>>>>
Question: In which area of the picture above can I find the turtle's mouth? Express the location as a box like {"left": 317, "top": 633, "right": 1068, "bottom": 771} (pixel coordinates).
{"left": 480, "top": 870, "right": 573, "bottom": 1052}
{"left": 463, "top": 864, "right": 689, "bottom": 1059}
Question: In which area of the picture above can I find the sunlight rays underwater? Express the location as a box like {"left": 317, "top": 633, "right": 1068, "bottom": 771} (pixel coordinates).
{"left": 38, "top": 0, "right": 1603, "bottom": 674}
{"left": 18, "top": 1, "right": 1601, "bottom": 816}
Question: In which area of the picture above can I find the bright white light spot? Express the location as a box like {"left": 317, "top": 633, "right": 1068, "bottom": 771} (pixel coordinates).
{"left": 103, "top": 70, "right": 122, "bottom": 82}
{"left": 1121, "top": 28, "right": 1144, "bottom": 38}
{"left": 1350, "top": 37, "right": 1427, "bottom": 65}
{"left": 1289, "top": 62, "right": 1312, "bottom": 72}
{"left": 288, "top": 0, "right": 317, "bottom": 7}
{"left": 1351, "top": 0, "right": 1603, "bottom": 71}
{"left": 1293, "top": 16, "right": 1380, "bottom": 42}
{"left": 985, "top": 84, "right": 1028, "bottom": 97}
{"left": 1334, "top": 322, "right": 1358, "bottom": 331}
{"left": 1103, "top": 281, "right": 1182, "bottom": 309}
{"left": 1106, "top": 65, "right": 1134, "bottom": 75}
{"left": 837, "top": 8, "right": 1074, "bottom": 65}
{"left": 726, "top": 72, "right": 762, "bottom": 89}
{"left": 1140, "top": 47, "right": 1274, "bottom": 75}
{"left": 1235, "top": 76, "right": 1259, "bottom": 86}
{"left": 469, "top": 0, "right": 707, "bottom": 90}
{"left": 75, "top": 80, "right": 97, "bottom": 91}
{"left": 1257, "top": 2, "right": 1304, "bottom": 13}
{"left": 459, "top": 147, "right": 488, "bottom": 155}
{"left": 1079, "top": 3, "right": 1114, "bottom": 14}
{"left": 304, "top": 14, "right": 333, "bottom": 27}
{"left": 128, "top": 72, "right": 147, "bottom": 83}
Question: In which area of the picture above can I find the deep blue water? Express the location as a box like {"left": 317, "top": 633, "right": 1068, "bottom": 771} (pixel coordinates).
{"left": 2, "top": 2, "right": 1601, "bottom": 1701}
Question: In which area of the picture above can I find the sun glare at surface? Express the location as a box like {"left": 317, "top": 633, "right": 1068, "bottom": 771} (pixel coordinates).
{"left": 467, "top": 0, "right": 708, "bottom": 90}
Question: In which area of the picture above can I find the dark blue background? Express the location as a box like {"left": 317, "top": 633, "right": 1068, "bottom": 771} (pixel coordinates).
<<<<
For this exercise, transcribe the whole listing verbatim.

Question: In which area of the picture above can I find the turtle's mouth? Express the location as a box like {"left": 317, "top": 633, "right": 1068, "bottom": 771} (pixel coordinates).
{"left": 480, "top": 870, "right": 573, "bottom": 1052}
{"left": 463, "top": 864, "right": 689, "bottom": 1059}
Question: In which area of the picture above can I find the sunlight rays underwater? Express the location as a box like {"left": 317, "top": 633, "right": 1068, "bottom": 771} (pixel coordinates).
{"left": 38, "top": 0, "right": 1603, "bottom": 674}
{"left": 18, "top": 1, "right": 1601, "bottom": 816}
Question: In which area of the picture above can I find the bright white light spot? Express the location as a box like {"left": 317, "top": 633, "right": 1068, "bottom": 771} (pixel coordinates).
{"left": 103, "top": 70, "right": 122, "bottom": 82}
{"left": 1121, "top": 28, "right": 1144, "bottom": 38}
{"left": 1350, "top": 37, "right": 1427, "bottom": 65}
{"left": 1289, "top": 62, "right": 1312, "bottom": 72}
{"left": 288, "top": 0, "right": 317, "bottom": 7}
{"left": 1351, "top": 0, "right": 1603, "bottom": 71}
{"left": 1293, "top": 16, "right": 1380, "bottom": 42}
{"left": 985, "top": 84, "right": 1028, "bottom": 97}
{"left": 1334, "top": 322, "right": 1358, "bottom": 331}
{"left": 1103, "top": 281, "right": 1182, "bottom": 309}
{"left": 1106, "top": 65, "right": 1134, "bottom": 75}
{"left": 837, "top": 8, "right": 1074, "bottom": 65}
{"left": 726, "top": 72, "right": 762, "bottom": 89}
{"left": 1140, "top": 47, "right": 1274, "bottom": 75}
{"left": 1235, "top": 76, "right": 1259, "bottom": 86}
{"left": 469, "top": 0, "right": 707, "bottom": 90}
{"left": 75, "top": 80, "right": 97, "bottom": 91}
{"left": 1257, "top": 2, "right": 1304, "bottom": 13}
{"left": 459, "top": 147, "right": 488, "bottom": 155}
{"left": 1079, "top": 3, "right": 1114, "bottom": 14}
{"left": 304, "top": 14, "right": 333, "bottom": 27}
{"left": 128, "top": 72, "right": 147, "bottom": 83}
Question: In which area of the picture above can I find the deep blue water? Express the location as a box like {"left": 317, "top": 633, "right": 1068, "bottom": 771} (pixel coordinates).
{"left": 2, "top": 2, "right": 1601, "bottom": 1701}
Question: In which area of the picture above can I find the sun glare at surface? Express the location as a box like {"left": 317, "top": 633, "right": 1068, "bottom": 771} (pixel coordinates).
{"left": 467, "top": 0, "right": 708, "bottom": 90}
Question: In which area of the picture above can I find the dark blue background? Express the location as a box like {"left": 317, "top": 633, "right": 1068, "bottom": 771} (pixel coordinates).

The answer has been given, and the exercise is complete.